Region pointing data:
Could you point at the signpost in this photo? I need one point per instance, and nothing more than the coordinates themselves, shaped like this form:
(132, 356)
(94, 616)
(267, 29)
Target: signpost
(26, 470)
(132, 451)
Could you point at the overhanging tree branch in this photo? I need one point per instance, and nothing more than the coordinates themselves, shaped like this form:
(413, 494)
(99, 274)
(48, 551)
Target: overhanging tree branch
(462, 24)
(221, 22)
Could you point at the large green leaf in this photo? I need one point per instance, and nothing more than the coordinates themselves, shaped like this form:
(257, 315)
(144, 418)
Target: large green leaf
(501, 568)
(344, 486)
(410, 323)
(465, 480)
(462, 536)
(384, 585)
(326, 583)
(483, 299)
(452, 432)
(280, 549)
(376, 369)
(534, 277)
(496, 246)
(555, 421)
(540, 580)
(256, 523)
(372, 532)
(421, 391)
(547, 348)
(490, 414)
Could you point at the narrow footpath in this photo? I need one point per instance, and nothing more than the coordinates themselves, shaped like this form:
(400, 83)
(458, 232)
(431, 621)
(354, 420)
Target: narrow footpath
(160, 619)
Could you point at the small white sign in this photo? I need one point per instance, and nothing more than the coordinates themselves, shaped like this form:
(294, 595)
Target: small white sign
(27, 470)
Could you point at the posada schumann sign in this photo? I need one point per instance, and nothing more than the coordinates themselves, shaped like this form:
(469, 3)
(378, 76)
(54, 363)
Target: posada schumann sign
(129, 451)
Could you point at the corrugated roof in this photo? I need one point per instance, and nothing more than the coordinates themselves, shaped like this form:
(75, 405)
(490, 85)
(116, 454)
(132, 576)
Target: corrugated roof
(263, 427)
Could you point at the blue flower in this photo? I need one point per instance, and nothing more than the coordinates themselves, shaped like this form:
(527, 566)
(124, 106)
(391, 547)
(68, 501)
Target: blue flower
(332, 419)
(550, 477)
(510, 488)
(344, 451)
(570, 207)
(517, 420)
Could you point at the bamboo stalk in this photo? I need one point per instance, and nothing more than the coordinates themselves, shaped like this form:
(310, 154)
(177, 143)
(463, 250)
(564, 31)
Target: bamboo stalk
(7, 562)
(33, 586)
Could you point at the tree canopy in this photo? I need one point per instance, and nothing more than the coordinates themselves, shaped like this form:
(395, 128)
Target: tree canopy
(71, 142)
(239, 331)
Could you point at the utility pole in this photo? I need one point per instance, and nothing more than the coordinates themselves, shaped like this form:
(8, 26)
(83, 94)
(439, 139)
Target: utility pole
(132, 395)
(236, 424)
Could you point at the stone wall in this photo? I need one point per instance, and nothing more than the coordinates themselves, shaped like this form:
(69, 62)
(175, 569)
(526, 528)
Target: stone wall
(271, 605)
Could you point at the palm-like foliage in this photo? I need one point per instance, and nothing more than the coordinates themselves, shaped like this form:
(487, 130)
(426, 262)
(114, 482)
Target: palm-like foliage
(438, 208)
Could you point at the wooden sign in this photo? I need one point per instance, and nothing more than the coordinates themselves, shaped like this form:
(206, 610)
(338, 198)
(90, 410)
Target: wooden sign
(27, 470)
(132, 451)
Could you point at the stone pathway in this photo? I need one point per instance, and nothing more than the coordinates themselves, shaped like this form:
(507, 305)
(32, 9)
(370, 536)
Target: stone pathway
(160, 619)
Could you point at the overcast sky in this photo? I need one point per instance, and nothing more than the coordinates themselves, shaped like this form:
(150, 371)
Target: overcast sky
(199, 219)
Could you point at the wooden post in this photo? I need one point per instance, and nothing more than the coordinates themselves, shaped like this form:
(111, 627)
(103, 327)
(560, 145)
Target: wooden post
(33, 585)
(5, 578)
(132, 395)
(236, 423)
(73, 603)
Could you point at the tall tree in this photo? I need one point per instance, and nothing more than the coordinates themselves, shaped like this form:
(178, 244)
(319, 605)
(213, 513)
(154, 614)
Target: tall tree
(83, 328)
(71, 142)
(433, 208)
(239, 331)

## YOUR TASK
All lines from the one holding "Could you point at the overcast" through the end of the entries need to be given again exactly. Leave out the others.

## RESPONSE TO THE EXERCISE
Could you point at the overcast sky in this photo? I need one point per instance, and nothing more than the coordinates themselves, shaped like this form:
(150, 371)
Target: overcast sky
(199, 219)
Could you point at the wooden post in this photo? I need one point per instance, and nothing more than the coordinates themselves, shaped like this form:
(111, 627)
(103, 327)
(560, 145)
Target: wooden post
(33, 585)
(5, 578)
(132, 395)
(236, 423)
(73, 603)
Could you point at the tall tree in this photo? I need one point per instance, and nothing more than the coordinates themselves, shaped like this form:
(178, 244)
(319, 605)
(213, 513)
(154, 614)
Target: tall tree
(83, 328)
(71, 142)
(433, 208)
(239, 331)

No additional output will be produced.